EXERCISE DESCRIPTION> Will you reproduce the rows word for word, starting at the line that contains "of the tall" and ending at the final line of the rows?
★ ★ ★
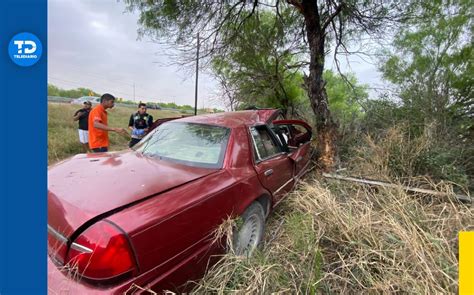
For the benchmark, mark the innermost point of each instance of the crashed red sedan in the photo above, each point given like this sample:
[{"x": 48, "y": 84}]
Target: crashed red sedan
[{"x": 146, "y": 217}]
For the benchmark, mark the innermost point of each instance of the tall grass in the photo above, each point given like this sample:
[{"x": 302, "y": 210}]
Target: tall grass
[
  {"x": 335, "y": 237},
  {"x": 63, "y": 140}
]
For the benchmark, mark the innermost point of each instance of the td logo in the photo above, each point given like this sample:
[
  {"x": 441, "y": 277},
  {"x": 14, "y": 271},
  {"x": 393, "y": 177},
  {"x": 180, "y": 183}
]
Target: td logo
★ ★ ★
TASK ANSWER>
For the benchmark, mark the innermost point of each instance of the tall grass in the photo above, each point given like this sample:
[{"x": 302, "y": 210}]
Target: tall grass
[
  {"x": 335, "y": 237},
  {"x": 63, "y": 140}
]
For the benchmark, mark the innermost point of each instance of the td logo in the photo above, each point given like this sample:
[
  {"x": 441, "y": 277},
  {"x": 14, "y": 271},
  {"x": 393, "y": 177},
  {"x": 180, "y": 183}
]
Target: td logo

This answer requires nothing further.